§ **The task**
Find each line in the data records below that contains the word "background", and copy those lines out.

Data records
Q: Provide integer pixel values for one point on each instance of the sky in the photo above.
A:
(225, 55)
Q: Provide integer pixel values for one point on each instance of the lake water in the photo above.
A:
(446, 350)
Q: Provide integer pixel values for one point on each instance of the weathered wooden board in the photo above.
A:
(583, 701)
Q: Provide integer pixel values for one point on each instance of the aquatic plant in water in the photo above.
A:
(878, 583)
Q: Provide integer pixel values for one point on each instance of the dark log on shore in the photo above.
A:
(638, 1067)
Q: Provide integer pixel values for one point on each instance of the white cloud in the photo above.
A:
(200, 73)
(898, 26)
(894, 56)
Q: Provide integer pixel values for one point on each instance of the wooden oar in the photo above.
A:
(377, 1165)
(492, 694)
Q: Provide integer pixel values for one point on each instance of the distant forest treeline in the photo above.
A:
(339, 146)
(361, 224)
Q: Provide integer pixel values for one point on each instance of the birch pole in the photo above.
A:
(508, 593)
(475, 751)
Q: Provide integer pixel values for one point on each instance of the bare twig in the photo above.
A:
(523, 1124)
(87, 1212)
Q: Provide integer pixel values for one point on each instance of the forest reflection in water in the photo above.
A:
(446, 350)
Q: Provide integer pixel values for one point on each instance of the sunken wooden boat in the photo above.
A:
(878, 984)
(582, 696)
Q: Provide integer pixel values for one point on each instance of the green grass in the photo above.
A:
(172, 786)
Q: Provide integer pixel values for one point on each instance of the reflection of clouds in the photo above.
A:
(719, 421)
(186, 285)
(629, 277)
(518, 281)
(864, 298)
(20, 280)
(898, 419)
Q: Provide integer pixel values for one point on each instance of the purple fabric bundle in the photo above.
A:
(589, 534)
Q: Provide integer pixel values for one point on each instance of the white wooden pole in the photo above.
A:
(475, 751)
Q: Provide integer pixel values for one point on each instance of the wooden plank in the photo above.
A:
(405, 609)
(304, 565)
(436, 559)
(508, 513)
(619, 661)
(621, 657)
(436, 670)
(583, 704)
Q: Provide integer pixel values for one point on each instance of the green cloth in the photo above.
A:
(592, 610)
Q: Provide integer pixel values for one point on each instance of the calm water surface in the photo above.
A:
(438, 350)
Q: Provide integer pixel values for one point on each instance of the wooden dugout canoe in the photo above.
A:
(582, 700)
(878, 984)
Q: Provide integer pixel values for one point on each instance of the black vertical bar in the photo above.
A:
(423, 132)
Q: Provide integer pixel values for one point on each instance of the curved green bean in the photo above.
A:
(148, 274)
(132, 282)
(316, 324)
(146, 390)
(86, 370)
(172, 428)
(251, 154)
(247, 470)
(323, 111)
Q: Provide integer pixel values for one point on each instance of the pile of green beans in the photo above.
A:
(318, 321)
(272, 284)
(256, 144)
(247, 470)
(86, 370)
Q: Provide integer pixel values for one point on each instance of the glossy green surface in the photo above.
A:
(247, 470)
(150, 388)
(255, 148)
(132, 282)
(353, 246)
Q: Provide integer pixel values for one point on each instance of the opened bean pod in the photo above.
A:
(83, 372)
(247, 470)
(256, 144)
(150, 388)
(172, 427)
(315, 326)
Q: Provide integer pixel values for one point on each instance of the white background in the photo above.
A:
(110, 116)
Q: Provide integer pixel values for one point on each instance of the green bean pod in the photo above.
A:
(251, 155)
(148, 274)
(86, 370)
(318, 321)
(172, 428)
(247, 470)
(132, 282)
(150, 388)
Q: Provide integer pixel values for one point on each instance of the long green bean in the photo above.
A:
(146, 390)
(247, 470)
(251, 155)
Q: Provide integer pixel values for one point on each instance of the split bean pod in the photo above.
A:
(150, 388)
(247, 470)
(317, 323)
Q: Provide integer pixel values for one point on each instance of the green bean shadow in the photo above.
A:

* * *

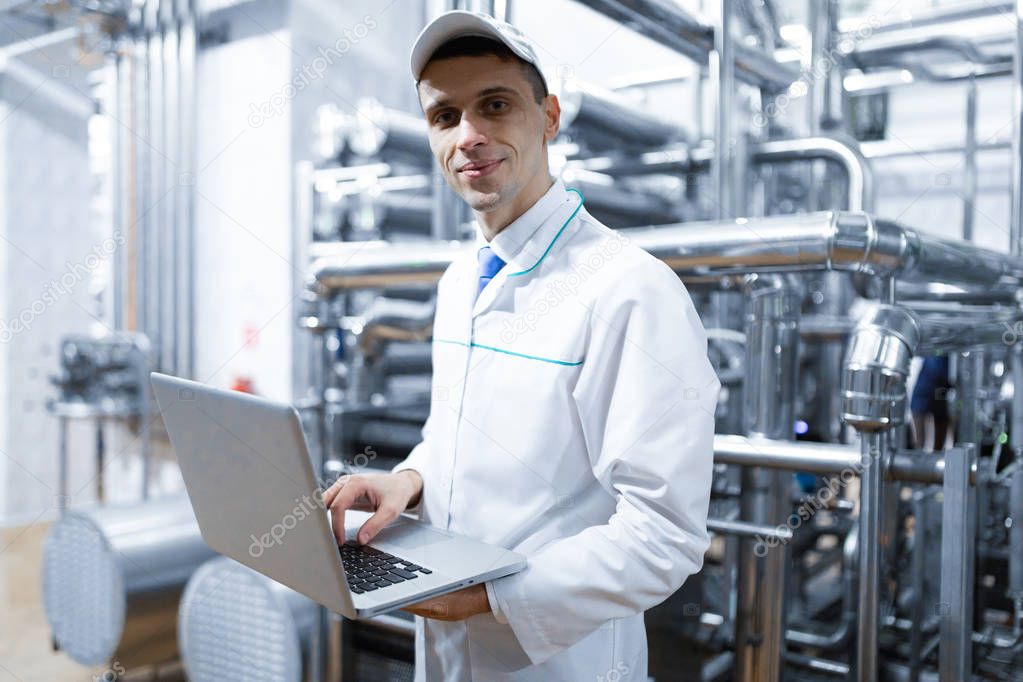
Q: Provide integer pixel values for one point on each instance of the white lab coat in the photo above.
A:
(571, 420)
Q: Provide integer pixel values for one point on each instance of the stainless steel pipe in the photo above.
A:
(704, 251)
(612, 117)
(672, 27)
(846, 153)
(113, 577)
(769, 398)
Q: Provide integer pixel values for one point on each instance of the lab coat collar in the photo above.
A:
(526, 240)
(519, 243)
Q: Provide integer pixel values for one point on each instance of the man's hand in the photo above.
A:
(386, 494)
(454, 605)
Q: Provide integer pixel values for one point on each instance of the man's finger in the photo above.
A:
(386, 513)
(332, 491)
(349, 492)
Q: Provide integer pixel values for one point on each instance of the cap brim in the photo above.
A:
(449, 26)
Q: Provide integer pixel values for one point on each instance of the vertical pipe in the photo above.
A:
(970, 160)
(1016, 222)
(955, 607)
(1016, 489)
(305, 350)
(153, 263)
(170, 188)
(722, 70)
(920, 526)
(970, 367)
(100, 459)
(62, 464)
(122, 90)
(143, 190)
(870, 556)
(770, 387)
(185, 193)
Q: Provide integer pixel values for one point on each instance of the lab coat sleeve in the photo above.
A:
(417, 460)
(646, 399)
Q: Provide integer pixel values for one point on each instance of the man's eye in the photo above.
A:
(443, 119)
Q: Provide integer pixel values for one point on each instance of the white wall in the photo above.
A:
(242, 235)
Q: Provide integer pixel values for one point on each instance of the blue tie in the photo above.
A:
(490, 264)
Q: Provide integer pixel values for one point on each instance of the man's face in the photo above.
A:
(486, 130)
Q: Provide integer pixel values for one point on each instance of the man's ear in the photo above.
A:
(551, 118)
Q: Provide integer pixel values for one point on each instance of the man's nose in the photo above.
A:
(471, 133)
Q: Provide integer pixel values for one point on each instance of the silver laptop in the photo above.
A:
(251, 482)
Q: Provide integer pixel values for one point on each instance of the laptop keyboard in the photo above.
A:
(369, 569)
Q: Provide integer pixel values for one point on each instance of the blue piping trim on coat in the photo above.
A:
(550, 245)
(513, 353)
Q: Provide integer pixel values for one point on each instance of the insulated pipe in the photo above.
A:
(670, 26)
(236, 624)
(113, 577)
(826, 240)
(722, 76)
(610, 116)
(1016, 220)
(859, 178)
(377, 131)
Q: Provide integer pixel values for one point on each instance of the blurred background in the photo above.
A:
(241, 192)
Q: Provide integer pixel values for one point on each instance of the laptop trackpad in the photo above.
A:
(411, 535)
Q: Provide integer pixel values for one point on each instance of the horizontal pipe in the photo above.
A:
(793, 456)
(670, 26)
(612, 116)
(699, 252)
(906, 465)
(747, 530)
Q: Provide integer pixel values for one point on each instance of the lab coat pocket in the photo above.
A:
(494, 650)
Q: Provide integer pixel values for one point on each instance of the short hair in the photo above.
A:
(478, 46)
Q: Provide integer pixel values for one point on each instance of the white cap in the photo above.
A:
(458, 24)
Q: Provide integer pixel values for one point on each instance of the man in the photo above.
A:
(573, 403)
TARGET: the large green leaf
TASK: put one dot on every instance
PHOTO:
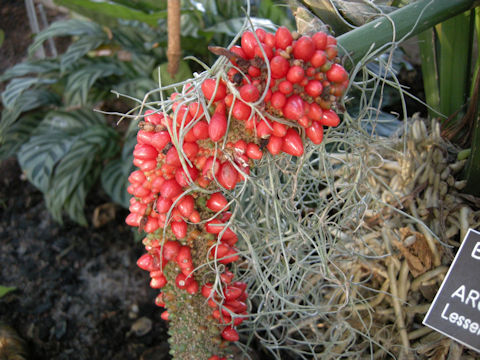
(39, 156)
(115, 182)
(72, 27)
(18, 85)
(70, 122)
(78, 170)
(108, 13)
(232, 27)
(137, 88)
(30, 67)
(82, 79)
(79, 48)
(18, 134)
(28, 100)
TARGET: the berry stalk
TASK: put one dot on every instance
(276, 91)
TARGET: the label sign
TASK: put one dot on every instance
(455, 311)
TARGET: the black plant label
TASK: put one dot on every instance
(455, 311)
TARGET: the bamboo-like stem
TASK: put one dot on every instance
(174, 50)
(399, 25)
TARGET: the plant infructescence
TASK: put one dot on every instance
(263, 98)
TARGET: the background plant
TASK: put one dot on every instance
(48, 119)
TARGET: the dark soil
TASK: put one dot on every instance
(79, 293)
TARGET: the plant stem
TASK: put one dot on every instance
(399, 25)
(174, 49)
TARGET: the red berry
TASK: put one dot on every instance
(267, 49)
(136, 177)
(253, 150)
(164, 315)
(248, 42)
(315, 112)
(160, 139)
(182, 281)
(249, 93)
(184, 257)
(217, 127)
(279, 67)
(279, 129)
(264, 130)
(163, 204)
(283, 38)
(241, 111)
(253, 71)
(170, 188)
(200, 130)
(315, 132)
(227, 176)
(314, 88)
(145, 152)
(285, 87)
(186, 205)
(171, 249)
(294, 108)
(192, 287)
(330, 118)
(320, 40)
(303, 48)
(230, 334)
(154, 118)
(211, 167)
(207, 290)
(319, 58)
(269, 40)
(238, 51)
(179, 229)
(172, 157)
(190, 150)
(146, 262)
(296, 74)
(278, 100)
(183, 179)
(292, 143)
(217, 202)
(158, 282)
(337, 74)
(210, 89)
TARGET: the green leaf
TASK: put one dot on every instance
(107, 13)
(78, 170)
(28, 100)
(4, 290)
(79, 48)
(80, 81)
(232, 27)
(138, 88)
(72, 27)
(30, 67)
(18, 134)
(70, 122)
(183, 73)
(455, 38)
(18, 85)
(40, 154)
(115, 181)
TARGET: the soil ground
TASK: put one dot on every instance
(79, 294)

--

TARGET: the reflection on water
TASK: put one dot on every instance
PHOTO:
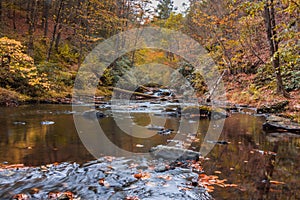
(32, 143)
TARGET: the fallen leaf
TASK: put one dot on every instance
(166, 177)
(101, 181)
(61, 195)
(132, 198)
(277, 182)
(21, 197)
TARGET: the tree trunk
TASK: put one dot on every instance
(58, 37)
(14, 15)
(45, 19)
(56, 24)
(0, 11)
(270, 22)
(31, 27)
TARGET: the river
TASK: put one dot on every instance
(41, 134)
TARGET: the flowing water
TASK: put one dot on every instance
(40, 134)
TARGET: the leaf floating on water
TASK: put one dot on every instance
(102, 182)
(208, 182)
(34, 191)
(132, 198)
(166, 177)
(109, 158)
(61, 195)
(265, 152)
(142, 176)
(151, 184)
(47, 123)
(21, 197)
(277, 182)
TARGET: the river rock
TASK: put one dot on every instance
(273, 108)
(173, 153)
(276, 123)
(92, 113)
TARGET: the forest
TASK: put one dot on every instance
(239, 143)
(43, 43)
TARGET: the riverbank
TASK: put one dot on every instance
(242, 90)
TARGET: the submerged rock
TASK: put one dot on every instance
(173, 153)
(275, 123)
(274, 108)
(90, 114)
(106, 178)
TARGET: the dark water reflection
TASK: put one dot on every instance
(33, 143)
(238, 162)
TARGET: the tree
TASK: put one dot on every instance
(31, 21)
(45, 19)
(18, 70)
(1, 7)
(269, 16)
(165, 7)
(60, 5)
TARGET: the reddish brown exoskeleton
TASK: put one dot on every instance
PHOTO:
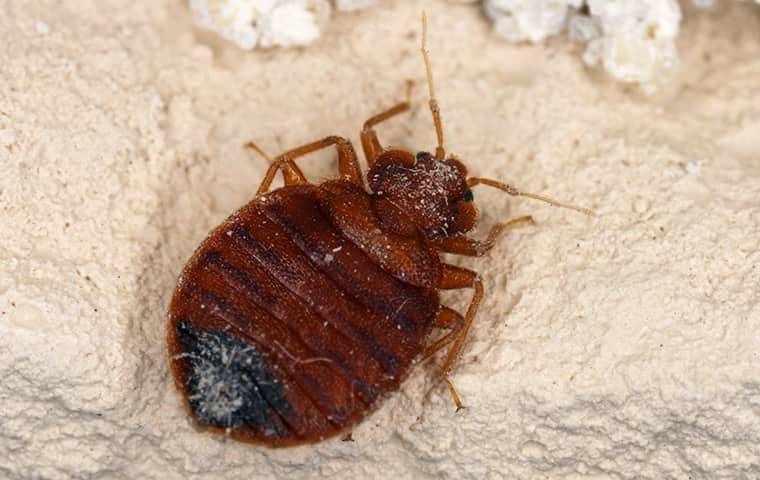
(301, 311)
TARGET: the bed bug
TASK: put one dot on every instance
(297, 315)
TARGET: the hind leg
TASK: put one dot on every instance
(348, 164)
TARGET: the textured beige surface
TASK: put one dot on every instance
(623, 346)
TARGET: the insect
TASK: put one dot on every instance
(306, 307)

§ **Task response**
Q: Provide integer pixel values for one point on each instance of the white background in the photo above.
Q: Provide integer pixel values for one point on each instance of the blurred background in the photo above.
TARGET: the background plant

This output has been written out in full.